EXERCISE DETAILS: Two lines mark the range in the entries below: the one holding "# point at: night" and the one holding "x=226, y=321". Set down those two and all lines between them, exactly.

*** Opening of DATASET ***

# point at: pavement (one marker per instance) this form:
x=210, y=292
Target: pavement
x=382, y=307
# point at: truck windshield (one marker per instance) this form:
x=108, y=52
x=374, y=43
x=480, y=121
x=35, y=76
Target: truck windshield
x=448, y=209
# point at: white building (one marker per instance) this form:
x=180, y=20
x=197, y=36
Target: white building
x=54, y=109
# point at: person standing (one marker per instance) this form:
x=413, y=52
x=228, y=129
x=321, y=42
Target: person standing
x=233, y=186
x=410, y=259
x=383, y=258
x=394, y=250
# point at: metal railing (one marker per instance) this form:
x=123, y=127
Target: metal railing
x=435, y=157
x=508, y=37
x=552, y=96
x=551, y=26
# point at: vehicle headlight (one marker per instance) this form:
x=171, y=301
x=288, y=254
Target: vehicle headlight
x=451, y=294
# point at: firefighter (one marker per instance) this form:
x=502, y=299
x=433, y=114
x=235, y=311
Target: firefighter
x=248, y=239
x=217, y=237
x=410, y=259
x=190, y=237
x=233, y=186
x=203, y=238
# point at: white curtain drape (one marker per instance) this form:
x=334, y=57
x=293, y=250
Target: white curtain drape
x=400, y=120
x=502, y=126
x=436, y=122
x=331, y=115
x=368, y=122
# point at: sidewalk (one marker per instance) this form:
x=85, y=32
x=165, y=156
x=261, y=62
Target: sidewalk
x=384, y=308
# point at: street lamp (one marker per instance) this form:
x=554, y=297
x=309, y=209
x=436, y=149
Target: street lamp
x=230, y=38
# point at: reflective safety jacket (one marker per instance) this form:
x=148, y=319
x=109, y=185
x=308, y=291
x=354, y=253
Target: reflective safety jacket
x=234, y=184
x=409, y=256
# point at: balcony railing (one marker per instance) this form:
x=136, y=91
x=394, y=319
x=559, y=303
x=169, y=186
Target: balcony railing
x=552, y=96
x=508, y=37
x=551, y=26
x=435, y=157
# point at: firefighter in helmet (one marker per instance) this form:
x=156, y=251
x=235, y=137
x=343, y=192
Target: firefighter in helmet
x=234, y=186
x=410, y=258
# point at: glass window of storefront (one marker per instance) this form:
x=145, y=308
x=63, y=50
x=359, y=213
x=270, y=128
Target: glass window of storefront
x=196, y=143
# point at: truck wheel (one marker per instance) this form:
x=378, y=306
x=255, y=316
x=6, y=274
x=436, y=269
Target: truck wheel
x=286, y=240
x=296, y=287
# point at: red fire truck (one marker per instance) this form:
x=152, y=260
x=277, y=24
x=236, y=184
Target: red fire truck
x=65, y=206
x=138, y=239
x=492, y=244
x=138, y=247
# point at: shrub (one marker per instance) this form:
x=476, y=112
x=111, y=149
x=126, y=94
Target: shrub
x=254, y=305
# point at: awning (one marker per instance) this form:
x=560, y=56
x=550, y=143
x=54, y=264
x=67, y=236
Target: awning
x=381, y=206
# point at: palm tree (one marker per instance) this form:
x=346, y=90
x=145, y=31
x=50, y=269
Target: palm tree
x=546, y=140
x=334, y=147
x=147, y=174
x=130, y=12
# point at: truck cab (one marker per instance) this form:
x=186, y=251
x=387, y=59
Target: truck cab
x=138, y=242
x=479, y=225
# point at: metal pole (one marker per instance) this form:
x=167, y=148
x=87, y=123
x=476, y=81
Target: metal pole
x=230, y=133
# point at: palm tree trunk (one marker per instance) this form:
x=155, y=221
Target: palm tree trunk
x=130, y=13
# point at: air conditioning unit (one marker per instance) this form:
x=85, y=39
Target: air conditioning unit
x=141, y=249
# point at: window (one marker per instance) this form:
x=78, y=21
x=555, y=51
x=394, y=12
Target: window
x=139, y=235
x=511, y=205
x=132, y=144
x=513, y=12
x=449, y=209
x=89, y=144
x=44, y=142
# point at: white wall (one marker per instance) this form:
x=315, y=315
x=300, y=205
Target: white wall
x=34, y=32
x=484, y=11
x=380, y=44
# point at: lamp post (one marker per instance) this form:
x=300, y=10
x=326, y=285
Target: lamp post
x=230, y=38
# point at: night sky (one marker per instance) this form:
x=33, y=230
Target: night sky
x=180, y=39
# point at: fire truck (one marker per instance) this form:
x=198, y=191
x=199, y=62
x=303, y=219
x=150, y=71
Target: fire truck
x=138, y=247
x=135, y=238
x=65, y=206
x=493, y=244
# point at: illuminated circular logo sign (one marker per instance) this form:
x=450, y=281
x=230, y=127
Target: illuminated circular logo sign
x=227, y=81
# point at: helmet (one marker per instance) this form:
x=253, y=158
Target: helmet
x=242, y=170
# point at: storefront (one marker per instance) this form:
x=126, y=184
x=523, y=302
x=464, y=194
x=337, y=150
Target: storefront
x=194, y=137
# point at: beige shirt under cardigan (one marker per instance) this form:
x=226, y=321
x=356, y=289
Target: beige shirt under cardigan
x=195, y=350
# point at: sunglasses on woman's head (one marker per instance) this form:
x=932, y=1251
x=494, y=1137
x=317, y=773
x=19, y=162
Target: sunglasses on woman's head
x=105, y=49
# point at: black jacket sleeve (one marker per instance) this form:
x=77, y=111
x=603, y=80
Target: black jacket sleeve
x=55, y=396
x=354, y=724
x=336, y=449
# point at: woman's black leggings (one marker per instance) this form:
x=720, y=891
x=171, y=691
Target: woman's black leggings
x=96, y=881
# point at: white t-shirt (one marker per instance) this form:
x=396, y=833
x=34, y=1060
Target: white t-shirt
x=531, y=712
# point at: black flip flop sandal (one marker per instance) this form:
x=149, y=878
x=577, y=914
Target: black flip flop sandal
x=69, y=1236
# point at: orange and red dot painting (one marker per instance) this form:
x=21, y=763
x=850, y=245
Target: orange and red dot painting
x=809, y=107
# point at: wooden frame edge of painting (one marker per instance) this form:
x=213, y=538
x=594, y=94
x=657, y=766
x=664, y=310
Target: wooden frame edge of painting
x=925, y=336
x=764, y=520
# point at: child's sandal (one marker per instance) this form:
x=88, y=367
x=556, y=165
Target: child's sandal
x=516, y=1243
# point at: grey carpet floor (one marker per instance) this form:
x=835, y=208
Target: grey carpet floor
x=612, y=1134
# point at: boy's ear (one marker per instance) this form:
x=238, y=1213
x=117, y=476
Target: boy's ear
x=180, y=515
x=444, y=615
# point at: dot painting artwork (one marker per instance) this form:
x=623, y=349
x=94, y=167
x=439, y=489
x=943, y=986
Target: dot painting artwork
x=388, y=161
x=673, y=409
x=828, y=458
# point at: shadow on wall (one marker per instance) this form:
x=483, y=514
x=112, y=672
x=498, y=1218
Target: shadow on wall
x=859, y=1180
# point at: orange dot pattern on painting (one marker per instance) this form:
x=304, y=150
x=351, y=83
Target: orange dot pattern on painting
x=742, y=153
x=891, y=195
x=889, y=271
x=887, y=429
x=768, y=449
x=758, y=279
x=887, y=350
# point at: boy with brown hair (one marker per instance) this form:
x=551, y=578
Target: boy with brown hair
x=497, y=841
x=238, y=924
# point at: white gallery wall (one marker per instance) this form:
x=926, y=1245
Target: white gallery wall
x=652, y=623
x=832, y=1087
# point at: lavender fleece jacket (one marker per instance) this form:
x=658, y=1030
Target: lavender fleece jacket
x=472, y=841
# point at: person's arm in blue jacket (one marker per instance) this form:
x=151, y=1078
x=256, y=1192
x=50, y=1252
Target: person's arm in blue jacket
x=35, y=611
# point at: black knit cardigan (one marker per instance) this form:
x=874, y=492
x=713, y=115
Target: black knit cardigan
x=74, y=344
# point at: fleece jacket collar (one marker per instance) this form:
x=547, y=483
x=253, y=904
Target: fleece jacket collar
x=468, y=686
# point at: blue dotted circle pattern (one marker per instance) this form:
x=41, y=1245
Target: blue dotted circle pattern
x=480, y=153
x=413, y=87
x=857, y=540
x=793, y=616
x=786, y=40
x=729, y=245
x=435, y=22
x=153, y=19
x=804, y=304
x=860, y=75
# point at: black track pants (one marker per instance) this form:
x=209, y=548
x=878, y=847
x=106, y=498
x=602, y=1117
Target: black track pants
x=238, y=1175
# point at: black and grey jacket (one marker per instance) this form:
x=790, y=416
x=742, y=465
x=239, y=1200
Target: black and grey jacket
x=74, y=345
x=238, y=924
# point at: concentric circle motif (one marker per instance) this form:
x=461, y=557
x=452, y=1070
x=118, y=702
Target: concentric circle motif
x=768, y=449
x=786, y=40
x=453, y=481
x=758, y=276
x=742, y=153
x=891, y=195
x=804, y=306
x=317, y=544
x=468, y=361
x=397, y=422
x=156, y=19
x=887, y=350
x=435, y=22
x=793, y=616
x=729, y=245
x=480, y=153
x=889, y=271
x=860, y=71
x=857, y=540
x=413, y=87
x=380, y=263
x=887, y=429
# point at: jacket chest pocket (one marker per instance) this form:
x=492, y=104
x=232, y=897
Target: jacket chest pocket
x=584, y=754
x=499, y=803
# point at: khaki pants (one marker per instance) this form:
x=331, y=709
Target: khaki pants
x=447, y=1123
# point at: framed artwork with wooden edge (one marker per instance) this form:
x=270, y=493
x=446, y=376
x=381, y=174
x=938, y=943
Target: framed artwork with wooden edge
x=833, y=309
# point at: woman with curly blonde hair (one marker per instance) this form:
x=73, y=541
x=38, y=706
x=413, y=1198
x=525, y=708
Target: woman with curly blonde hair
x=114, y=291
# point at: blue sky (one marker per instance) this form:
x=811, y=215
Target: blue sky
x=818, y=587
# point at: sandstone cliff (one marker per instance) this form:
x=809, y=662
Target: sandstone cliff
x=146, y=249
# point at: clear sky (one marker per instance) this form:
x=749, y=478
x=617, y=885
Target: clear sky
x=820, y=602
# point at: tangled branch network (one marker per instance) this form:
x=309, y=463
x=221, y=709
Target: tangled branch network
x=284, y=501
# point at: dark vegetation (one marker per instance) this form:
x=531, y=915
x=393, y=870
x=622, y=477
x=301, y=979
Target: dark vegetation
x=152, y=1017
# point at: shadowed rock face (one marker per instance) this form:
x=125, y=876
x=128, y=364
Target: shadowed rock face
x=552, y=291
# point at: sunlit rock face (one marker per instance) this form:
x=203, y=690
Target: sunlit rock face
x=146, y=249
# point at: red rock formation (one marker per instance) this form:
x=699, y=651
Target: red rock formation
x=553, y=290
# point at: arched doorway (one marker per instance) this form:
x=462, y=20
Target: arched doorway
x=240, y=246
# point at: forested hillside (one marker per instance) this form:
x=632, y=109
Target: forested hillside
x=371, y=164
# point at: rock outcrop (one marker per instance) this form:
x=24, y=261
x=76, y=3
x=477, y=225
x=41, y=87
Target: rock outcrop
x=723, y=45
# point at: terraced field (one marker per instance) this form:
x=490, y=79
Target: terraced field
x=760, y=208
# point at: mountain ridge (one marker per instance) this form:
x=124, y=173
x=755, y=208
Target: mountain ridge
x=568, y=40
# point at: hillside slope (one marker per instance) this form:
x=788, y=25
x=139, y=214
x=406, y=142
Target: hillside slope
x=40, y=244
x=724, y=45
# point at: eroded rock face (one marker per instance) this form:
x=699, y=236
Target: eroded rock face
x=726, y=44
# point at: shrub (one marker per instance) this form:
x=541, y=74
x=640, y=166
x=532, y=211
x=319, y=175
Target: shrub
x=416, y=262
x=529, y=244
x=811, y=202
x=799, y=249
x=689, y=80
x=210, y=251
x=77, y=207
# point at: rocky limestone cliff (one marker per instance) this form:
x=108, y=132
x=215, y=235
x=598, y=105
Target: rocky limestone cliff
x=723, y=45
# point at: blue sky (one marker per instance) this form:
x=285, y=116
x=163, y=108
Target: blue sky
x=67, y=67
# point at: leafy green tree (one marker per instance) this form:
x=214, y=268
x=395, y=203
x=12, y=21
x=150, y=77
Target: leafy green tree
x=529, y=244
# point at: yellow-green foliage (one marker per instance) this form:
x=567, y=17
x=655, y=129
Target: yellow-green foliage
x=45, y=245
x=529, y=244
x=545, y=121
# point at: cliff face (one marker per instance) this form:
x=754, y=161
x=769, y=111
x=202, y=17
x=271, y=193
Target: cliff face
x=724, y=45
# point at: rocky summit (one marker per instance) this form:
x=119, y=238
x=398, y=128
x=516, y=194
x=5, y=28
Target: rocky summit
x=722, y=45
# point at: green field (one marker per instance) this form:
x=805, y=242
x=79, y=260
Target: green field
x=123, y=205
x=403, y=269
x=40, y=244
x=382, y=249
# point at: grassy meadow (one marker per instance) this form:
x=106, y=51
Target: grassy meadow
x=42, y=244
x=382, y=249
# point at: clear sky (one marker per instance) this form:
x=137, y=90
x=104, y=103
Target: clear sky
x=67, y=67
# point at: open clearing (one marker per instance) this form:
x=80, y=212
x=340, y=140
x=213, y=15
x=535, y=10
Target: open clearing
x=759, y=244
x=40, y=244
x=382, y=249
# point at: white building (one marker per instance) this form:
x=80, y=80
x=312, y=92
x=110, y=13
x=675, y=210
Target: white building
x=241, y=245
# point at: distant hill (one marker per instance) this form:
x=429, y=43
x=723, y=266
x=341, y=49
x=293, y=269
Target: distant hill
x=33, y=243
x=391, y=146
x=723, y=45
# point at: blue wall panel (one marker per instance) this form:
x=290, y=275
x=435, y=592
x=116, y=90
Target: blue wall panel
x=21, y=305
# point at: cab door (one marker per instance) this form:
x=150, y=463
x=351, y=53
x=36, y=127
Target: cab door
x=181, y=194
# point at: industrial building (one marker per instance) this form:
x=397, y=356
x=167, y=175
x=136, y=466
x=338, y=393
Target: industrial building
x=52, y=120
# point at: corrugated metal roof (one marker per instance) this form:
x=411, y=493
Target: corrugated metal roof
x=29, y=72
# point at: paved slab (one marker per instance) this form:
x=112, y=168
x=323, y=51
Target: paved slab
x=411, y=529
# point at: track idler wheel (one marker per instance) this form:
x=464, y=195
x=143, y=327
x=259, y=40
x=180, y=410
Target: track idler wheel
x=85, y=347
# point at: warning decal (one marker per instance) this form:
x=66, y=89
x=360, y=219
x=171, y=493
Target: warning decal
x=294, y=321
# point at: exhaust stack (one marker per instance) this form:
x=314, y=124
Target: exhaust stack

*** Close of DATASET ***

THE COMPLETED TASK:
# point at: night sky (one marker per instance) this form:
x=33, y=230
Target: night sky
x=180, y=39
# point at: fire truck (one marker per instance) this form:
x=198, y=191
x=199, y=62
x=303, y=219
x=150, y=71
Target: fire truck
x=138, y=247
x=135, y=238
x=65, y=206
x=493, y=244
# point at: illuminated circular logo sign (one marker per instance) this form:
x=450, y=281
x=230, y=127
Target: illuminated circular logo sign
x=227, y=81
# point at: helmet (one marker per instance) this form:
x=253, y=158
Target: helmet
x=242, y=170
# point at: storefront (one marker per instance) this form:
x=126, y=184
x=523, y=302
x=464, y=194
x=337, y=150
Target: storefront
x=194, y=137
# point at: beige shirt under cardigan (one marker per instance) this form:
x=226, y=321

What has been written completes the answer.